### [SOURCE TEXT]
= = =
Lack of Agency
The National Institutes of Health (NIH) defines the sense of agency as “the feeling of control over actions and their consequences.” In short, it is a feeling of being in the driver’s seat instead of things simply happening to you.
From the moment a trafficker takes control over a North Korean life, that person’s sense of agency is gone. Some carefully and patiently save up enough money to pay the broker’s fee to be taken across the border into China while others are unknowingly sold to brokers. No matter how it starts, North Koreans who flee into China are at the mercy of others as they enter into a foreign and hostile land.
Unable to work
In North Korea, most women are the primary breadwinners of the household while husbands typically hold low paying government jobs or serve in the North Korean military. Upon arrival in China, it is a drastic shift to go from the role of breadwinner to unable to work altogether. North Korean refugees living in China don’t have any government protection or rights, including the right to work. In fact, working in a public setting increases the likelihood of being caught by the Chinese police and sent back to North Korea.
Refugees also have very little control over their situation and surroundings. They escape to or sold into a foreign land with a foreign language, with no family or support. They flee North Korea for freedom and opportunity but are met with neither. Lacking agency and support often leaves North Korean refugees feeling vulnerable and hopeless.
Made for work
Have you ever considered why God took six days to create everything? He’s an all powerful God with limitless creativity. Why not do it all in a single instant? The account of creation in Genesis 1 is God’s example for us to work and to appreciate the work of our hands. To further affirm His point, in chapter 2, God appoints Adam to work:
“The Lord God took the man and put him in the garden of Eden to work it and keep it”
Genesis 2:15
God created people to crave and enjoy work. It gives people a chance to put their talents on display for the good of others and for God’s glory. It is work that also gives the sense of agency: the ability to labor, earn a living and make decisions on how to spend the money.
Vocational training
Working legally is not an option for North Korean refugees in China. However, many refugees risk their safety to work at small restaurants or sell food and goods at local markets for cash. Vocational training would give these women more options to independently earn a living: a craft known to us as a “side hustle”. Not dissimilar from other parents around the world, refugees want to work hard and provide a brighter future for their children. Refugees under our care want to earn money to provide better education for their children, send money back to family in North Korea or pay for their passage out of China into South Korea. With assistance from Crossing Borders, many can have access to trusted vocational training resources to help reach their goals.
Hope for Refugee children
Life is hard for refugees but we are more hopeful for the next generation. Many refugee women choose to stay and struggle in China rather than risk getting caught while escaping through the Underground Railroad. Living in China, their children also experience first-hand the effects that abuse, neglect and poverty has on the mom and the family. However, providing financial support for these children’s education gives them a fighting chance to escape the same cycle.
We want to empower this next generation to break the cycle of abuse and poverty. If their awareness of the suffering they and their moms endured and the increased access gained through education pushes them to be agents of change, we are hopeful that they can and will do far more than we’ve ever been able to do as outsiders. And beyond providing worldly opportunity, we point these children to Jehovah Jireh, the Lord who provides, and Jehovah Rapha, the Lord who heals. Our prayer is that they will carry the torch forward into parts of China that we don’t even know about.
= = =
### [COLLECTED DATA]

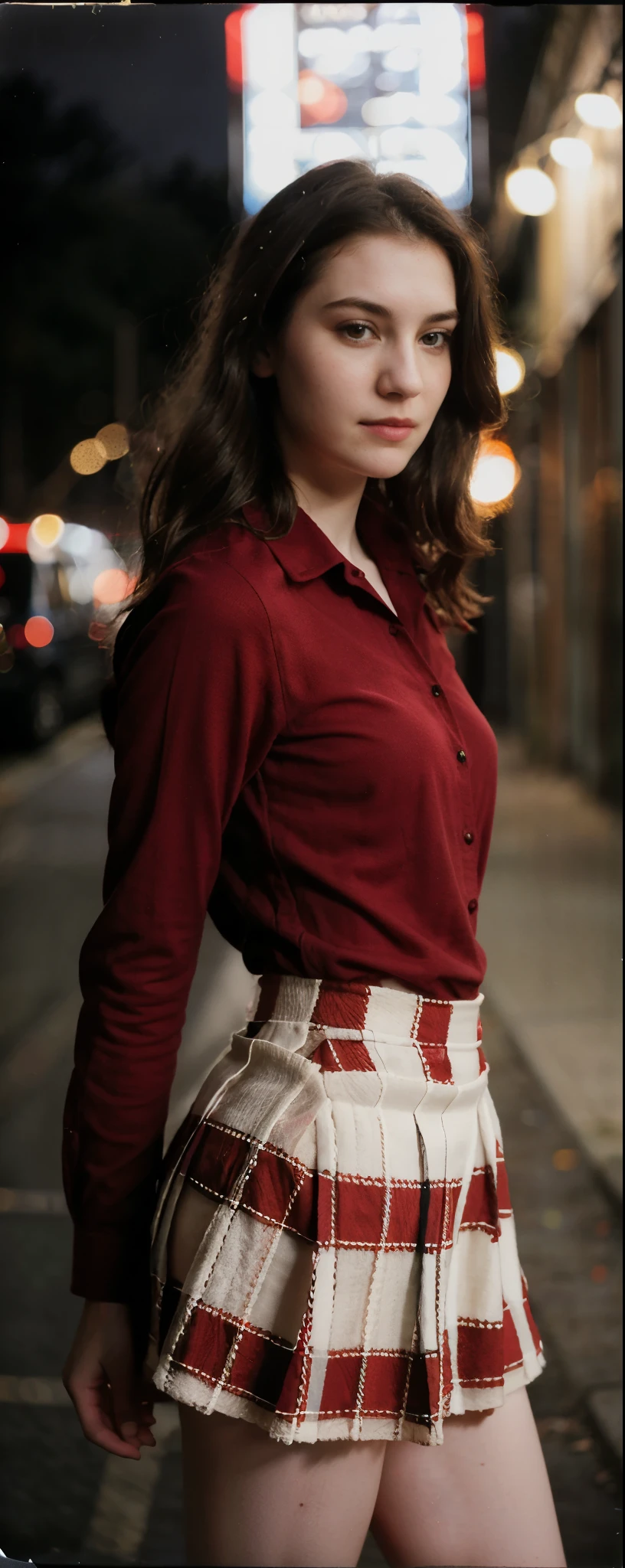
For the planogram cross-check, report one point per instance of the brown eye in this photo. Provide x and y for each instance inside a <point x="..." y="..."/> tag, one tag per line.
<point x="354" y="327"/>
= = =
### [WORK TO COMPLETE]
In the text on North Korean refugees in China, how does the National Institutes of Health define the sense of agency? The listing comes from a different source than the text.

### [ANSWER TO THIS TASK]
As "the feeling of control over actions and their consequences."